Extract to read →
(begin)
The independence criteria set out in Art. 129.3 of the Act of May 11, 2017 on Statutory Auditors, Audit Firms and Public Oversight (the "Act on Auditors") and in Principle 2.3 of the "Best Practice for GPW Listed Companies 2021" were satisfied by the following of the Supervisory Board members listed above: Jacek Pogonowski and Lidia Banach-Hoheker.

3. INDEPENDENCE OF SUPERVISORY BOARD MEMBERS

As at the date of this Report, the Members of the Supervisory Board who meet the independence criteria set out in Art. 129.3 of the Act on Auditors and Principle 2.3 of the "Best Practices for WSE Listed Companies 2021" are: Lidia Banach-Hoheker and Jacek Pogonowski.

Save for Mikołaj Wojciechowski, Chairman of the Supervisory Board and member of the Audit Committee, having family links to Sebastian Wojciechowski, President of the Management Board and a shareholder holding as at the date of this Report 38,79% of the share capital and total voting rights in the Company, other members of the Supervisory Board have no actual and material links with any shareholder holding 5% or more of total voting rights in the Company.
(end)
(Image object location entries)
(begin)
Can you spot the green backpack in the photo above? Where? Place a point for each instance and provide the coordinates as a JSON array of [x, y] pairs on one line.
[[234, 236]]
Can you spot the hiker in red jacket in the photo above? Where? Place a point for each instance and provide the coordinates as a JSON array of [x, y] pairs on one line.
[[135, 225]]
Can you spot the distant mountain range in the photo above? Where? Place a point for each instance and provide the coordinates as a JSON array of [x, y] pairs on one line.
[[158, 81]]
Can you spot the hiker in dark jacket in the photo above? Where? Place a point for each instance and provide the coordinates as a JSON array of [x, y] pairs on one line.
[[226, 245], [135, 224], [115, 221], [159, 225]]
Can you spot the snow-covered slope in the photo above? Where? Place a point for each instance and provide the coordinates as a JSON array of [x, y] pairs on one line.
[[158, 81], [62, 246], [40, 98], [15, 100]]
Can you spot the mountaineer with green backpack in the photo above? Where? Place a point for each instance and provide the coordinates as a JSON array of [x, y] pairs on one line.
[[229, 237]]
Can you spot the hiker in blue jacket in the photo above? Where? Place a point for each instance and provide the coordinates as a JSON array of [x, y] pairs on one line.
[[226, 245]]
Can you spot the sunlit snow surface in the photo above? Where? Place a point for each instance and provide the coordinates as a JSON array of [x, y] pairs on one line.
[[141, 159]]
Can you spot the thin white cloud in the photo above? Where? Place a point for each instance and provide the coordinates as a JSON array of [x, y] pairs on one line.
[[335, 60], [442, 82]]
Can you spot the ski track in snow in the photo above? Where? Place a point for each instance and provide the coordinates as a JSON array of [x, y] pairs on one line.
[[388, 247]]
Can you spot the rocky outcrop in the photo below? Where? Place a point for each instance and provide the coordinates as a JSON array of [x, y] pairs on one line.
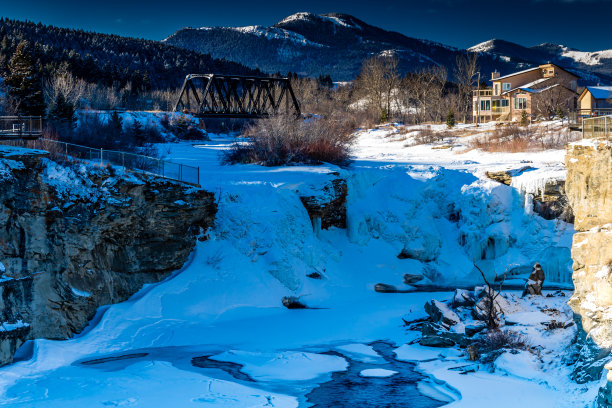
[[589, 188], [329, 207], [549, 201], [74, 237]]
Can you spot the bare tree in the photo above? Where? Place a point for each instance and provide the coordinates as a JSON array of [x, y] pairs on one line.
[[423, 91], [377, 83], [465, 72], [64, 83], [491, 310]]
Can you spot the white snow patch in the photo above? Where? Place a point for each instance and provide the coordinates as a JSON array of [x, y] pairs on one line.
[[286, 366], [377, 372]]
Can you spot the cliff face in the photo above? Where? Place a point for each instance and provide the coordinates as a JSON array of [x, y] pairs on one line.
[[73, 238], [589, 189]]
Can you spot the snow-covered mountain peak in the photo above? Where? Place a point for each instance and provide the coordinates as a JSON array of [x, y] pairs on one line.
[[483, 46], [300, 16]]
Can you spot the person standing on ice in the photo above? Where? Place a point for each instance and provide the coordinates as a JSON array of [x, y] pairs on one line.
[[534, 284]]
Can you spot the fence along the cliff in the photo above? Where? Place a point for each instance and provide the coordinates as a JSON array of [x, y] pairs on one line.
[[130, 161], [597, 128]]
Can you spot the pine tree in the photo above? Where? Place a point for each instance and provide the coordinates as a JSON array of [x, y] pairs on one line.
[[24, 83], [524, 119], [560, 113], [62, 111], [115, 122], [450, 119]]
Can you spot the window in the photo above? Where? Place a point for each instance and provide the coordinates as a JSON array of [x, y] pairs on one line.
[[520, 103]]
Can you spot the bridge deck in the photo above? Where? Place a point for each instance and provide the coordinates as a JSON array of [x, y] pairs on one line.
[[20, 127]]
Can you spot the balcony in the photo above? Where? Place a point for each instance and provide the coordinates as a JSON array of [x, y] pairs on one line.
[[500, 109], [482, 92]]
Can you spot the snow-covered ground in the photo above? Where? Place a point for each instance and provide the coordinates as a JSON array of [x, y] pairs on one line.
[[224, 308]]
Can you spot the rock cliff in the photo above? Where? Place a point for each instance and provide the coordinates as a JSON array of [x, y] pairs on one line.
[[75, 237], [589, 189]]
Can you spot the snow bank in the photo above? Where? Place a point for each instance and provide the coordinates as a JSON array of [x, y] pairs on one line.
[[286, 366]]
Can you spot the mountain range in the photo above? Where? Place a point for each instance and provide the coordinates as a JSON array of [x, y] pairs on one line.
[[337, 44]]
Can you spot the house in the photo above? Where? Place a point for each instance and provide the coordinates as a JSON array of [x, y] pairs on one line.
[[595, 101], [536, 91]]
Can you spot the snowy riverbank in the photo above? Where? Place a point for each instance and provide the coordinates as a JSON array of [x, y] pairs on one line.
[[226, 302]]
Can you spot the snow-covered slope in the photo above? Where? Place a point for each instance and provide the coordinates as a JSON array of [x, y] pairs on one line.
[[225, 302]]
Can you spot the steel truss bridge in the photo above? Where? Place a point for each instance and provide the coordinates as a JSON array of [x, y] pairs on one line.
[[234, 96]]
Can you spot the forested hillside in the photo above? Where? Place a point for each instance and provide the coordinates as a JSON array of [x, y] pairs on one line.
(end)
(begin)
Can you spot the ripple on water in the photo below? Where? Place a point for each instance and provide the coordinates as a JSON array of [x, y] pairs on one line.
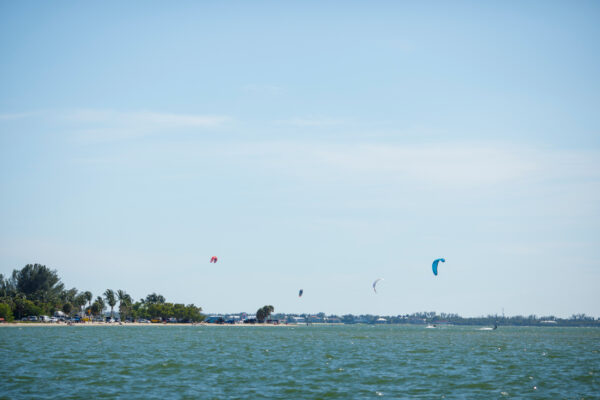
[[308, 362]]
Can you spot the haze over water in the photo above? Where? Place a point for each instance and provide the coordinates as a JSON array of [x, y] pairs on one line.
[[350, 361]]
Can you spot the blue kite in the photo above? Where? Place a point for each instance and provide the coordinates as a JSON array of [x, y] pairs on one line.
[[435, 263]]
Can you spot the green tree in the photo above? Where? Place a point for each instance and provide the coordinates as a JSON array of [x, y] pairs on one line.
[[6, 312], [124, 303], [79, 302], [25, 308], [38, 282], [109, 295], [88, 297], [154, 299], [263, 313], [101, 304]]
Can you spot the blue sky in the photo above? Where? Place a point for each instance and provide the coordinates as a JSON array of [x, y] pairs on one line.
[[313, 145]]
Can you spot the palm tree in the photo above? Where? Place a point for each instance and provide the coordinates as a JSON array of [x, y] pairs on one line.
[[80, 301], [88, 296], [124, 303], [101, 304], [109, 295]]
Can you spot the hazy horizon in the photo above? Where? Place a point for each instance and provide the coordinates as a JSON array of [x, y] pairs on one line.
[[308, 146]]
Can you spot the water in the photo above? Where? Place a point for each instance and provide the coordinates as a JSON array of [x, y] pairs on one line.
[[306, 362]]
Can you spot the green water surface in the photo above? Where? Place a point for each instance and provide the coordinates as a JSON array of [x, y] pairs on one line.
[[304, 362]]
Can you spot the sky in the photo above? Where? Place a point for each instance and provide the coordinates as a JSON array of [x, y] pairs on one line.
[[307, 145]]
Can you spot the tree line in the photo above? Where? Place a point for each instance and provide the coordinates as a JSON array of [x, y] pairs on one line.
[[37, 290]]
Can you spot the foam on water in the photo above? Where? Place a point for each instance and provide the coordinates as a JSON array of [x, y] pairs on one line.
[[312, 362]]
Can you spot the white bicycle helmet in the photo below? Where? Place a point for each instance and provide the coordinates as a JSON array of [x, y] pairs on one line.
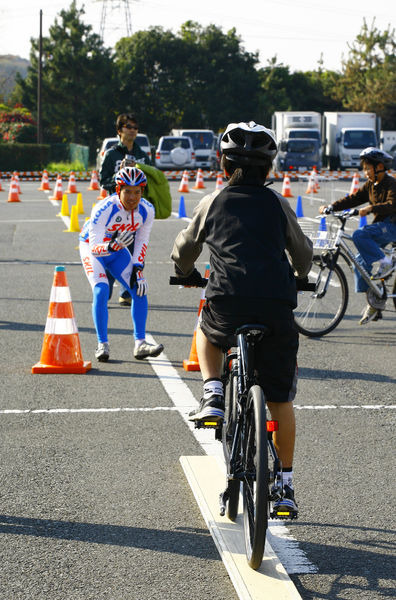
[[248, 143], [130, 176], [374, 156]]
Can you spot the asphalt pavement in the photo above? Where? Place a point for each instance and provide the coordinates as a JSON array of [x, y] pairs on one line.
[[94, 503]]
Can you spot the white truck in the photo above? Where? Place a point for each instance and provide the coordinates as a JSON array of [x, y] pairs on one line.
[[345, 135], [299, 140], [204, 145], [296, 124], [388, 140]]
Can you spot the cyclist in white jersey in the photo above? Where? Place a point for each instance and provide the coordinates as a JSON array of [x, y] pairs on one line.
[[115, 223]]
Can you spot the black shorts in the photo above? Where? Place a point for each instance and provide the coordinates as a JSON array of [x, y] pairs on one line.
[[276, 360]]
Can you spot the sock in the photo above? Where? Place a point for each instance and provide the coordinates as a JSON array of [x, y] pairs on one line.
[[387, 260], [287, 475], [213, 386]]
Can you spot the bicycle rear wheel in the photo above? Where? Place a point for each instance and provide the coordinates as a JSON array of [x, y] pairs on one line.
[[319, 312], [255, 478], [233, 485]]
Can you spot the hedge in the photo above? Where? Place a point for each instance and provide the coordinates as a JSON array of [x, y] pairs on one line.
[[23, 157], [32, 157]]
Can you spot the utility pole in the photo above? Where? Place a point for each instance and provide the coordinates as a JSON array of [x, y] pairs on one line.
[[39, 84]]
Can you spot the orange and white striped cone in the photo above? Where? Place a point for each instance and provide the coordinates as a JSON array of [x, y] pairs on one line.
(end)
Actions to take →
A) List every person named in the passage on supervisory board independence.
B) In the passage on supervisory board independence, what share of the Company's share capital and total voting rights does Sebastian Wojciechowski hold as at the date of the Report?

Task responses →
A) Jacek Pogonowski, Lidia Banach-Hoheker, Mikołaj Wojciechowski, Sebastian Wojciechowski

B) 38,79%